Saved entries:
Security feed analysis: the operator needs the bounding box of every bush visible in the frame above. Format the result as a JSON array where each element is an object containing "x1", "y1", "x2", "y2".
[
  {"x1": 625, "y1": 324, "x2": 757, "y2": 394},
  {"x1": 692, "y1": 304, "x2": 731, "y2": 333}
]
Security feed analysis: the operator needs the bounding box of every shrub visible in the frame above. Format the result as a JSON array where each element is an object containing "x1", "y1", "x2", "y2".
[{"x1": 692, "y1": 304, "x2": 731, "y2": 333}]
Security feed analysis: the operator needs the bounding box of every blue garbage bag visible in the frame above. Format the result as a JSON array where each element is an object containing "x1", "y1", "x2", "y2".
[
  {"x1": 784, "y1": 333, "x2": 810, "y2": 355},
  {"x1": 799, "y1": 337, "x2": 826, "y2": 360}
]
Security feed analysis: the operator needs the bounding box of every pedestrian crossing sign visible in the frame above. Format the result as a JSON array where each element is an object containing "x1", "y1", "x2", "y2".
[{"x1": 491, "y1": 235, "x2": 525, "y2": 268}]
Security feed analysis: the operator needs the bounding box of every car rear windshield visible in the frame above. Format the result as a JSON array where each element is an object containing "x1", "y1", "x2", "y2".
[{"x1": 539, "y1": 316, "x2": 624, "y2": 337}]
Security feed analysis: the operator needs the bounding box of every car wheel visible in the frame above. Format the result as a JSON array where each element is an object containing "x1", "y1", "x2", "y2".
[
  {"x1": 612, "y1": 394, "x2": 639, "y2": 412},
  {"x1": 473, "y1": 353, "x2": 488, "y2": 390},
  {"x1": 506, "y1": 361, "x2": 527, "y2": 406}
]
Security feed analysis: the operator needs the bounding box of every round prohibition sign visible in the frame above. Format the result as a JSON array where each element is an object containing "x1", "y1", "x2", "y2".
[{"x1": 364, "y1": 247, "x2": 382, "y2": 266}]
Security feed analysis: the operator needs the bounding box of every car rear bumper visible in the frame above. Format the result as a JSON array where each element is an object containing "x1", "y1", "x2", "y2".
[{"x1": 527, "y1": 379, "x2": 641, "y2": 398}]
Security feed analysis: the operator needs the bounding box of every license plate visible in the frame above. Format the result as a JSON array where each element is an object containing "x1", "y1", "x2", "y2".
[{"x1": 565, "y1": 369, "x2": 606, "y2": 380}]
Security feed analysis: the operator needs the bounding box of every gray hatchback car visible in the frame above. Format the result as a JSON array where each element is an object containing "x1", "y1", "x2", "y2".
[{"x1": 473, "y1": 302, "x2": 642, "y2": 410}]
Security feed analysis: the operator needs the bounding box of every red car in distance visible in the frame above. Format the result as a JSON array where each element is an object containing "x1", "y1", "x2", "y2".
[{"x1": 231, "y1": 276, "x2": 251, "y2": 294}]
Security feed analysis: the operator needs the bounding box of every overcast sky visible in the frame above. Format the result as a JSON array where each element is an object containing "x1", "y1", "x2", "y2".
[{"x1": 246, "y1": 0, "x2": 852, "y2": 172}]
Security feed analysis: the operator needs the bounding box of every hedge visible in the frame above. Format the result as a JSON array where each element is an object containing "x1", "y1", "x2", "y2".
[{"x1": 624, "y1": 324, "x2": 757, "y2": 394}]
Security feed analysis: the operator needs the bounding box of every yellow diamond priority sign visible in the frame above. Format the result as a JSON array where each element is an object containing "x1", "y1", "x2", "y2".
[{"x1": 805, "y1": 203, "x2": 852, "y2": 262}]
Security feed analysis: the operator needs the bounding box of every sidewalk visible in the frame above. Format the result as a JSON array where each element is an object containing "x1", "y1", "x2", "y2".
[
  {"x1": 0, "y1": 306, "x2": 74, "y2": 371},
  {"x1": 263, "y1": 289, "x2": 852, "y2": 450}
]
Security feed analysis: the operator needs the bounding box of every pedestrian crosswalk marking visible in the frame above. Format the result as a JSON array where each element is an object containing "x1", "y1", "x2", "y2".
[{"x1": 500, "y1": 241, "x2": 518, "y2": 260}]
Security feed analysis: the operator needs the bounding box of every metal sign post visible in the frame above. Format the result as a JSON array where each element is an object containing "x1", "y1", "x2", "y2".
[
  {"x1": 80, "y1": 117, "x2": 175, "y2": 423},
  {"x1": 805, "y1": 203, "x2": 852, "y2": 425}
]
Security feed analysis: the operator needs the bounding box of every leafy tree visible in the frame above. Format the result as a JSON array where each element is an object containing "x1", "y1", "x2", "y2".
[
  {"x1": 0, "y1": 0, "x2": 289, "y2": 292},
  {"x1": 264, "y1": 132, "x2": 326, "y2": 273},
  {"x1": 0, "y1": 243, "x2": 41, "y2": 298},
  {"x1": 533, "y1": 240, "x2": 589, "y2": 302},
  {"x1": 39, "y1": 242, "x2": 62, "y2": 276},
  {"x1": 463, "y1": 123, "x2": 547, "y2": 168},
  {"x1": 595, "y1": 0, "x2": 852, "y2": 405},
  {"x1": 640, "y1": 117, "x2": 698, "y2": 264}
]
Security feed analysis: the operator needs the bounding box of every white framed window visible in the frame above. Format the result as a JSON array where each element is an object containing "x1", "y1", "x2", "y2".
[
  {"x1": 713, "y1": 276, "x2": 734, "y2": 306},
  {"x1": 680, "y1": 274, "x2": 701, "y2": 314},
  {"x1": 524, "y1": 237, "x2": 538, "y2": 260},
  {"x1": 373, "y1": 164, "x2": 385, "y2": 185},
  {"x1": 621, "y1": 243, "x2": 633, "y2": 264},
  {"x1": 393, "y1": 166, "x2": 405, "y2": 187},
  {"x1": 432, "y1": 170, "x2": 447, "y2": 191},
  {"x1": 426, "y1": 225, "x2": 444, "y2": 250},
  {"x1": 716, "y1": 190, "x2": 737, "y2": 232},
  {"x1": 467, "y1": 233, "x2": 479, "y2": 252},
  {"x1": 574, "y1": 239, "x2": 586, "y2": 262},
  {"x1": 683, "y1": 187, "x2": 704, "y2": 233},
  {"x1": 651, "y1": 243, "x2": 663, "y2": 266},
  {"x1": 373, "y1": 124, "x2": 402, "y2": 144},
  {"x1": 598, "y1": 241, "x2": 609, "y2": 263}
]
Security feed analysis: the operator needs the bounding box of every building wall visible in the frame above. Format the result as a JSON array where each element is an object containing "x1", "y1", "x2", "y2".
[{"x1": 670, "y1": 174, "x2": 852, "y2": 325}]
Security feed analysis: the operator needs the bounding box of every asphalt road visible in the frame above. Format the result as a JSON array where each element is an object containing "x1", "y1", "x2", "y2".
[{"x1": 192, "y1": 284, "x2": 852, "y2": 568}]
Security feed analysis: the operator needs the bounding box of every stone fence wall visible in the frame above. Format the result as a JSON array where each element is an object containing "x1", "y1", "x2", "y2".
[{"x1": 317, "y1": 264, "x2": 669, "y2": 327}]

Written problem: Reproduce verbatim the stretch from the line containing "of every building" through the last of the entries, both ends included.

Result for this exercise:
Security feed analysis: the operator needs the bounding box of every building wall visible in the frame above. Format the result as a JSON array where each element is an object containing "x1", "y1", "x2", "y2".
[{"x1": 670, "y1": 174, "x2": 852, "y2": 325}]
Security feed analysis: the operator needs the bounding box of every asphalt road visible in the frame above. Format the result as a JSON array where each element is an object containing "x1", "y1", "x2", "y2".
[{"x1": 192, "y1": 284, "x2": 852, "y2": 568}]
Security feed analysis: the operator needs the bounding box of every stone fence wall visible in the frame above. Format the result as a JSON array where each element is an object containing "x1", "y1", "x2", "y2".
[{"x1": 317, "y1": 264, "x2": 669, "y2": 327}]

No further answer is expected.